**Problem set**
A. Answer these questions about the garden blog below:
(i) How many pounds of Anaheim peppers were harvested?
(ii) In what range were temperatures during the week before the cooler day?
(iii) Which tomato plants are left in the garden after the weekend?
B. Extend the garden blog onward from its final sentence.
— Start Passage —
Monday, September 27, 2010

Harvest Monday: September 27, 2010

Each Monday, Daphne’s Dandelions hosts “Harvest Monday” where everyone can share links to their harvest for the week. It’s fun to see what everyone is harvesting from his or her gardens in different areas. Below is an overview of some of the bounty harvested over the past week:

The peppers seemed slow this year, but this week I was able to harvest 2-pounds of Anaheim Peppers:


These were used to make some Chicken Enchiladas with Dan’s Green Chili Sauce. Dan’s recipe (Urban Veggie Garden Blog) can be found here. I modified his recipe a little bit to cook in a slow cooker/crock pot. There was enough Green Chili Sauce to freeze for another meal.

The tomatoes are still coming in. After this weekend, only the San Marazano plants remain in the garden. There are still many tomatoes on these vines and a few are harvested each day to finish ripening on the windowsill:


These are the fruit that were salvaged from the pulled tomato plants from yesterday's post:


A large amount of eggplant was harvested and used for Eggplant Parmesean:


Yellow Summer Squash, Bell Peppers from a branch that bent over from their weight, and some more San Marazano Tomatoes to add to the overflowing windowsill:


Another Yellow Summer Squash and a Zucchini that went from small to large in less than 24 hours. Must have been a result of the warm weather we had last week. It will be seeded, grated, and frozen for zucchini bread later this fall/winter:


Be sure to visit Daphne’s Dandelions to see what others are harvesting this week.

Sunday, September 26, 2010

Is it Fall Yet?

I know the calendar says fall is here, but the weather didn’t feel fall-like until today. This past week we had temperatures in the 80s and yesterday the humidity was quite high making it uncomfortable to work outside.

What a difference a day makes. Today is in the 50s requiring a sweatshirt to stay warm. I took advantage of the comfortable weather to clean up the garden. Most of the tomatoes and all the cucumber plants were pulled.


Below is a picture from mid-July of the Roma tomatoes in the self watering containers and a row of four Early Girl tomatoes planted behind these in the traditional garden. They were so healthy then:


The plants were dying and had pretty much finished producing. It was time to put them out of their misery:


A few partially ripe tomatoes were salvaged. These will finish ripening inside on the windowsill:


The San Marazano tomatoes in the square foot gardens are still looking pretty healthy and a full of partially ripe and green tomatoes, so I they are staying for now:



I think by next weekend, I will have enough ripe tomatoes for one more batch of sauce.
— End Passage —
— Start Records supplied —
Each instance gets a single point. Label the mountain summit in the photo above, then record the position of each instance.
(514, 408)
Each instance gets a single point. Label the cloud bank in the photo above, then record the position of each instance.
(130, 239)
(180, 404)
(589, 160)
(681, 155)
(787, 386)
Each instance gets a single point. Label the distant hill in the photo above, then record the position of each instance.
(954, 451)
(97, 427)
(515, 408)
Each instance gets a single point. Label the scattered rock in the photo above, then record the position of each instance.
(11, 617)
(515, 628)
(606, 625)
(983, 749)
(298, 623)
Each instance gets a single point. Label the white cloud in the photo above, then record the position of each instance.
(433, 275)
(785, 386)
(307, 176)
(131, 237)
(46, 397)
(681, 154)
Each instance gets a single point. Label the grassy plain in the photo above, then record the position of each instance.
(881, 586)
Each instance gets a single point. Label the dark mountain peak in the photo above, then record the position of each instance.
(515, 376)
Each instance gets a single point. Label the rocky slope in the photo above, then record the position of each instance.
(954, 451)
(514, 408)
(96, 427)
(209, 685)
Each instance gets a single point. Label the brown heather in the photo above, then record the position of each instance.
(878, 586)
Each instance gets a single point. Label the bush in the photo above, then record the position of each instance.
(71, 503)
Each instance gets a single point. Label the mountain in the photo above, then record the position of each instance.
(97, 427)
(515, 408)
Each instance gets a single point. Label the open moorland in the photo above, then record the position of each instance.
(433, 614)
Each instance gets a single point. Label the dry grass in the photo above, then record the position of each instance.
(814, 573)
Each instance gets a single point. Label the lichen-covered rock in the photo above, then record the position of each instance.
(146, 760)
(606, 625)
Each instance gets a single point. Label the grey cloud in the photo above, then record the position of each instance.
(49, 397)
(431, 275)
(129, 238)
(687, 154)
— End Records supplied —
**Outputs for the tasks**
A.
(i) 2 pounds
(ii) In the 80s
(iii) The San Marazano plants

B.
This guy startled me as I was cutting through the tomato foliage. I’ve seen plenty of toads, but this is the first pickerel frog that I have seen in the garden this year:

Saturday, September 25, 2010

Taming the Concord Grape Vines

Our property came with overgrown grape vines. The vines had extended themselves beyond their trellis up into the nearby trees. I could see fruit hanging from the top branches, but there was no way to reach it. At the bottom a few clumps of grapes grew and ripened in the fall, enough so I could identify the variety as Concord Grapes.


Concord Grapes are a hearty variety that were developed from native New England grape species by Ephraim Wales Bull in 1849 at his farm in Concord, Massachusetts. This grape variety was perfected to thrive and grow in the cold climate of New England. This variety is used to make grape juice, grape jelly, and flavor candy and soft drinks.

I learned from the neighbors that the original owner of the home planted the grape vines, along with other fruit trees and bushes on the property. They are estimated to be 35-40 years old. The vines were neglected for at least 15 years before we purchased the property.


At first, I didn’t know how to care for the overgrown grape vines. They were mostly a tangled mass of unproductive shoots. Luckily, K knew what to do as he helped care for his family’s Concord grape vines growing up. Over a two-year period, he gave them an all over heavy pruning to get them back into shape. The long vines needed to be untangles and pulled from the trees limbs above.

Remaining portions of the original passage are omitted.